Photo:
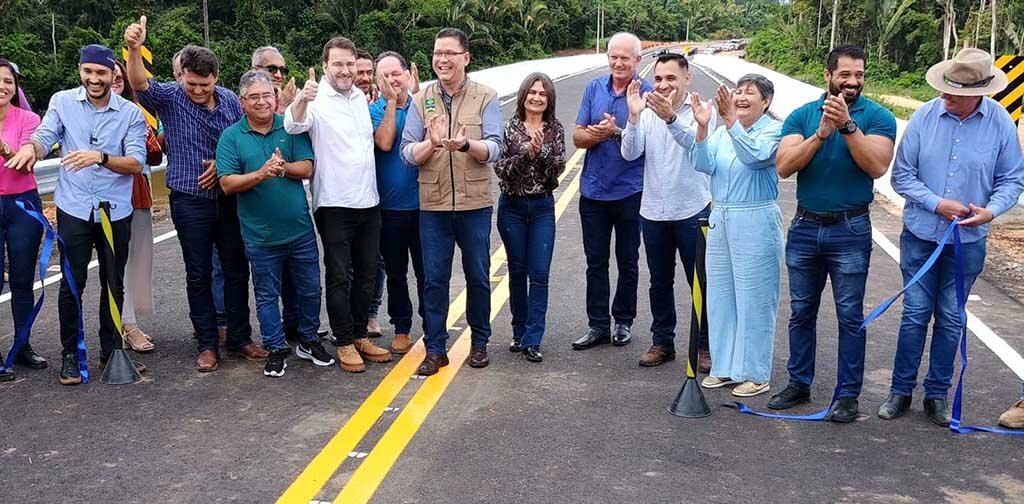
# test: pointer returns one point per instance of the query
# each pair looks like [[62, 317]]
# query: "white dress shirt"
[[345, 172], [672, 189]]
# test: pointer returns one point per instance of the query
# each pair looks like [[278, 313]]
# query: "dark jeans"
[[934, 295], [399, 243], [527, 229], [301, 259], [19, 237], [439, 233], [841, 252], [80, 238], [663, 240], [351, 242], [203, 222], [599, 219]]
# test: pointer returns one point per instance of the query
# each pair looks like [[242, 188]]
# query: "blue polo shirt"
[[606, 175], [395, 180], [275, 211], [833, 181]]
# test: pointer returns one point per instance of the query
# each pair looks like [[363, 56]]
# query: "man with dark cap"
[[102, 143]]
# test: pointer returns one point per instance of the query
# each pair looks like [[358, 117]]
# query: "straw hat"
[[970, 73]]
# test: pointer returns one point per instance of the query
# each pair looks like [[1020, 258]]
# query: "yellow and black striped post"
[[151, 119], [1010, 97], [690, 402], [120, 369]]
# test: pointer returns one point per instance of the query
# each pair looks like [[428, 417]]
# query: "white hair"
[[626, 37], [258, 54]]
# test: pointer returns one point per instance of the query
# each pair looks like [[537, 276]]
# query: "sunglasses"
[[273, 69]]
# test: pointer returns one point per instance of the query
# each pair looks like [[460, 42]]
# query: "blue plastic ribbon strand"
[[44, 264]]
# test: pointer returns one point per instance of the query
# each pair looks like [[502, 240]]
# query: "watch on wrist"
[[849, 127]]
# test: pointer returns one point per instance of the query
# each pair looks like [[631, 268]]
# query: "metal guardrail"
[[48, 169]]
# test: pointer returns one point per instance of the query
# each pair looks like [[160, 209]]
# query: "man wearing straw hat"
[[960, 158]]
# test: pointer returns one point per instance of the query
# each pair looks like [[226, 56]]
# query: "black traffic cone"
[[690, 401]]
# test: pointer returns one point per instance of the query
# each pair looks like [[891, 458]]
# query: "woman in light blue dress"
[[744, 239]]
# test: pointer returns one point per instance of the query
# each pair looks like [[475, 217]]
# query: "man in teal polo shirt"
[[265, 166], [838, 145]]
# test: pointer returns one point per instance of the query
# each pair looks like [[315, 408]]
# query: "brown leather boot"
[[349, 360], [400, 344], [207, 362], [372, 352], [656, 355]]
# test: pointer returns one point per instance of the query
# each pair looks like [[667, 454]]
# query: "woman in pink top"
[[19, 234]]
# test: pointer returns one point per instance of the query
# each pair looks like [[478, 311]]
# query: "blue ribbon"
[[44, 263]]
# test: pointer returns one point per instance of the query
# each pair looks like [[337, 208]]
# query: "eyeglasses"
[[273, 69], [448, 54], [257, 97]]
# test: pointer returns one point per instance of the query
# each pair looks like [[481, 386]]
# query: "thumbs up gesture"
[[135, 34], [310, 88]]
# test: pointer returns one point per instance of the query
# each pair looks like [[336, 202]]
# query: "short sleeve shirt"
[[833, 181], [275, 211], [606, 175]]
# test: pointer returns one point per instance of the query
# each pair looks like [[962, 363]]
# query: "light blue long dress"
[[744, 247]]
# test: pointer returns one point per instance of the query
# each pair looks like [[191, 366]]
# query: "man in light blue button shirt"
[[102, 143], [961, 158]]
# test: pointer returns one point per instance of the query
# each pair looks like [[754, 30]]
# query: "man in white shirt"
[[662, 128], [346, 206]]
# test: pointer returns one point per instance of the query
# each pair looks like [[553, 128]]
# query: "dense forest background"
[[904, 37]]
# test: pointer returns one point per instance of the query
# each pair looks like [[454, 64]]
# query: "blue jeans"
[[934, 295], [19, 237], [301, 259], [841, 252], [663, 240], [527, 229], [439, 233], [203, 222], [599, 219], [399, 243]]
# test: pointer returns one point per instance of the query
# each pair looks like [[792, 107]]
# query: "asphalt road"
[[583, 426]]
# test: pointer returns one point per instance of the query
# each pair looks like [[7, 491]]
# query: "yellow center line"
[[368, 477], [326, 463]]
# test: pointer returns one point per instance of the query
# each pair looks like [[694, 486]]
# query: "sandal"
[[137, 340]]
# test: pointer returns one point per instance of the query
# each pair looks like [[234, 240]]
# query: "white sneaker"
[[716, 382], [750, 389]]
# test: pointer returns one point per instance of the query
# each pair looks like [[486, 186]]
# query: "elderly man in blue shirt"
[[102, 143], [609, 196], [961, 158]]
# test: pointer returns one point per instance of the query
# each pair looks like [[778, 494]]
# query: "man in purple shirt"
[[609, 198], [195, 112]]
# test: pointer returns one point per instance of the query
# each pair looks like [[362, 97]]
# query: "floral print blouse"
[[518, 173]]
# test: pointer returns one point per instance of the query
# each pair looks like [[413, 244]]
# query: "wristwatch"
[[849, 127]]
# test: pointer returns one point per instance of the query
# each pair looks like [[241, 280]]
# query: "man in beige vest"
[[453, 132]]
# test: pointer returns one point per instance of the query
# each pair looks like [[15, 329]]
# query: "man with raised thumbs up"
[[346, 207], [195, 112], [265, 166]]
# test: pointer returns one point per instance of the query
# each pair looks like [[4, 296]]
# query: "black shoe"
[[894, 407], [845, 410], [314, 352], [593, 338], [532, 353], [937, 411], [28, 358], [276, 363], [70, 374], [790, 396], [622, 336]]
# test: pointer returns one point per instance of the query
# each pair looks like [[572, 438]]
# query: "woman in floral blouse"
[[531, 161]]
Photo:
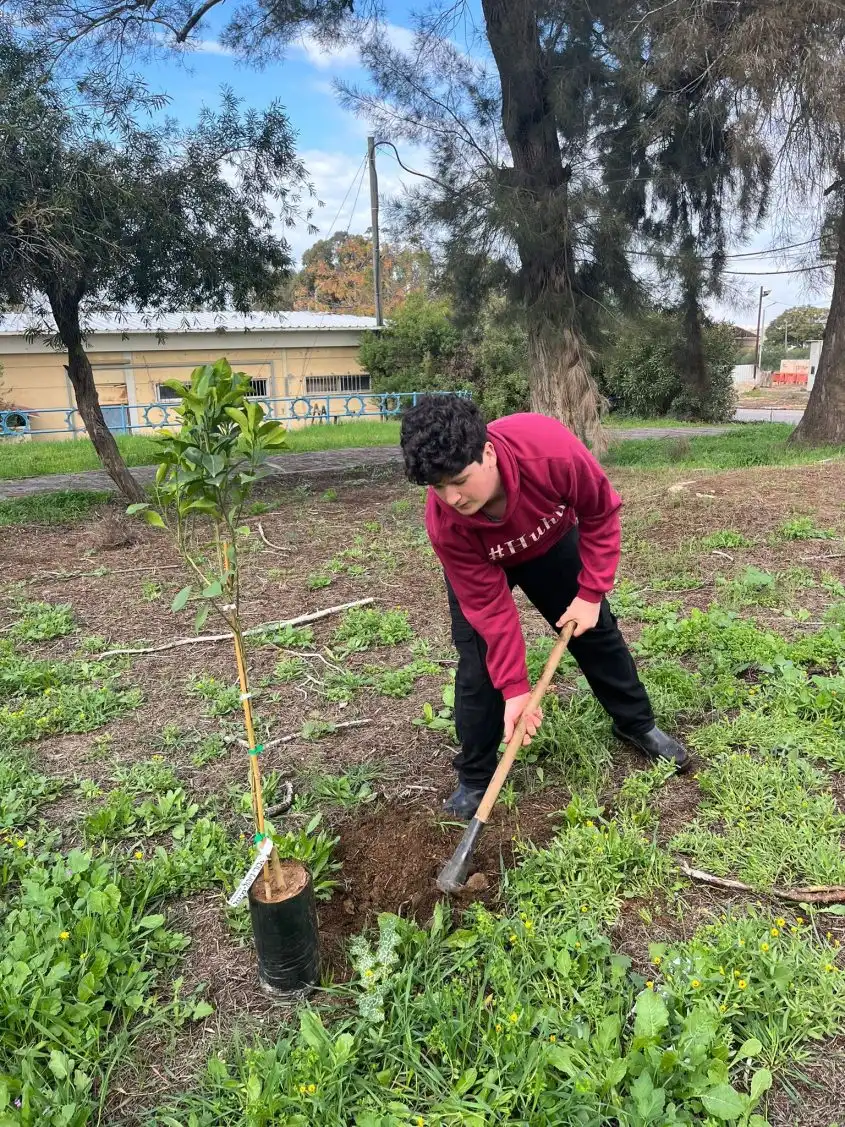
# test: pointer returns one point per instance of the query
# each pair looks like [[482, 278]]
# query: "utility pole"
[[374, 223], [763, 293]]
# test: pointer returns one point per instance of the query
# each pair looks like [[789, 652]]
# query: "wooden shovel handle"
[[516, 741]]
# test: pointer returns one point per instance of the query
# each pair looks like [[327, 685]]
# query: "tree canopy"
[[109, 216], [337, 275]]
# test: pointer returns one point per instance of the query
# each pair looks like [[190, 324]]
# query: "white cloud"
[[341, 183], [345, 55]]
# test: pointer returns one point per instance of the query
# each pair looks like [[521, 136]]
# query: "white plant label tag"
[[239, 894]]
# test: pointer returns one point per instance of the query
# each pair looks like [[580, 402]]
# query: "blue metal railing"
[[332, 407]]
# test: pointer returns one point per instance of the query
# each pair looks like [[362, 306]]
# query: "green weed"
[[148, 777], [221, 699], [42, 622], [364, 627], [53, 508], [317, 582], [768, 821], [802, 527], [121, 817], [725, 538], [348, 790], [288, 668], [210, 748]]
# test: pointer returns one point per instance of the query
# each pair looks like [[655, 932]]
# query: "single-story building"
[[304, 365]]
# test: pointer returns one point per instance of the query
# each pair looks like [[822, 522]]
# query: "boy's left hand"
[[585, 614]]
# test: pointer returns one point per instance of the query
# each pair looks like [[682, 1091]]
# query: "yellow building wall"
[[132, 379]]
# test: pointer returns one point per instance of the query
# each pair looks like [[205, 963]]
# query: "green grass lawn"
[[73, 455], [747, 444]]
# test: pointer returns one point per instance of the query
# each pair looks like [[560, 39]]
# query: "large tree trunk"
[[65, 313], [561, 384], [692, 360], [824, 422]]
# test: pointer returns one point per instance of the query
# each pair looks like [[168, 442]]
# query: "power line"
[[343, 202], [357, 194], [795, 269]]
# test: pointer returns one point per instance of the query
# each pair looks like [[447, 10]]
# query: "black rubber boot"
[[464, 801], [657, 745]]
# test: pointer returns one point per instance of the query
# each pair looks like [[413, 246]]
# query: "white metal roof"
[[197, 321]]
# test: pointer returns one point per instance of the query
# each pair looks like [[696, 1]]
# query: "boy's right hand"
[[514, 709]]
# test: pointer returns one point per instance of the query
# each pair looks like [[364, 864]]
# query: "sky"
[[332, 144]]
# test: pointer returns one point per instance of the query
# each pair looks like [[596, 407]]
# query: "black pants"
[[551, 584]]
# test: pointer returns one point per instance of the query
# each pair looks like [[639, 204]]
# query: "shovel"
[[453, 875]]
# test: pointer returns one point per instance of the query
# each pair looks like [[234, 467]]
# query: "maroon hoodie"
[[551, 482]]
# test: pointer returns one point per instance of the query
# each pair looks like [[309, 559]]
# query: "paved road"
[[767, 415], [325, 461]]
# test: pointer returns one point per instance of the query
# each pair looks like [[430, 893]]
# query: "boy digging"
[[522, 504]]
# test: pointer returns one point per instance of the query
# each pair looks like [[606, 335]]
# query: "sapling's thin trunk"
[[273, 868]]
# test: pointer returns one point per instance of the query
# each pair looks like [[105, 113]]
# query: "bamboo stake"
[[272, 869], [255, 775]]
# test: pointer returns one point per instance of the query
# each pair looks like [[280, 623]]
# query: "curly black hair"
[[441, 436]]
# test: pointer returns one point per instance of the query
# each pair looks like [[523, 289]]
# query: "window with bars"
[[326, 384], [257, 388]]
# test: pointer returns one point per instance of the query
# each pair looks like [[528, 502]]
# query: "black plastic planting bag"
[[286, 937]]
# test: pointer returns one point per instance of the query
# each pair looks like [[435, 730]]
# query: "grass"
[[592, 994], [750, 444], [64, 507], [74, 455]]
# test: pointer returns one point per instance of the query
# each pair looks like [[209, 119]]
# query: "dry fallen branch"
[[99, 574], [815, 894], [295, 735], [228, 637]]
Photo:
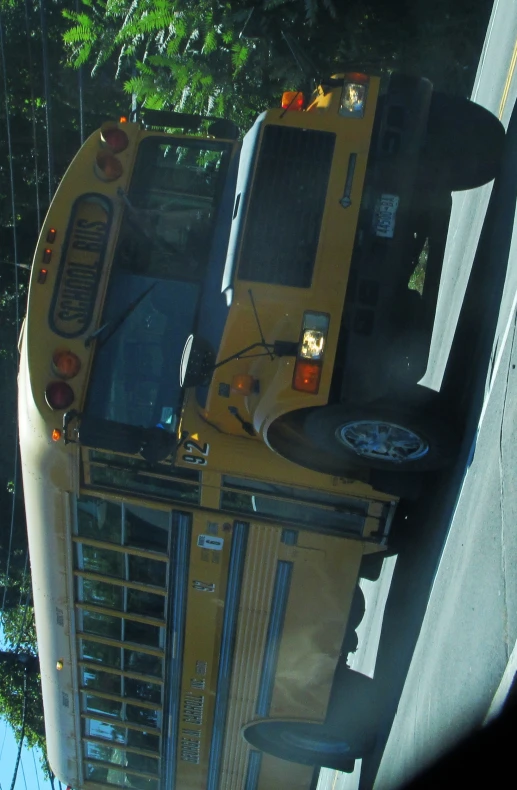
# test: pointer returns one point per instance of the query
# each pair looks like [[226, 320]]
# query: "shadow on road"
[[422, 526]]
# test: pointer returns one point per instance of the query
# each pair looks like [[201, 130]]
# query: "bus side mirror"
[[197, 362]]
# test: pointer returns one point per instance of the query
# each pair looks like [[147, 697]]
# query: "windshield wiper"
[[162, 244], [115, 323]]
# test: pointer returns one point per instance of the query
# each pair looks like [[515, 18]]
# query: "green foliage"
[[11, 703]]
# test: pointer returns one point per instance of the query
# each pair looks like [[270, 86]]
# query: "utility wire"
[[35, 769], [23, 773], [48, 101], [80, 81], [33, 114], [16, 283], [22, 733]]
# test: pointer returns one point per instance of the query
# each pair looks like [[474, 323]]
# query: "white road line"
[[504, 687], [485, 48]]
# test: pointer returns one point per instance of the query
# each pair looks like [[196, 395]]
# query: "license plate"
[[386, 211]]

▶ Objective:
Reproduce the items above word for word, from the very first line through the line containing "[[102, 143]]", and omit the pictures from your answer.

▶ Full output:
Photo:
# test: pointer returns one point per instance of the query
# each pair looks like [[62, 317]]
# query: "white dress shirt"
[[345, 172], [672, 189]]
# test: pointer returns one point per instance of the query
# each pair looks like [[278, 313]]
# query: "dark jeans"
[[934, 295], [399, 243], [527, 229], [301, 259], [19, 237], [439, 233], [841, 252], [80, 238], [663, 240], [351, 242], [203, 222], [599, 219]]
# test: pointer returns one point per instance of the query
# each pair looks like [[242, 188]]
# query: "blue polo shirt"
[[606, 175], [395, 180], [275, 211], [833, 181]]
# test: pointer returns one point per instance of the query
# each pair looks like [[363, 56]]
# query: "man with dark cap"
[[102, 143]]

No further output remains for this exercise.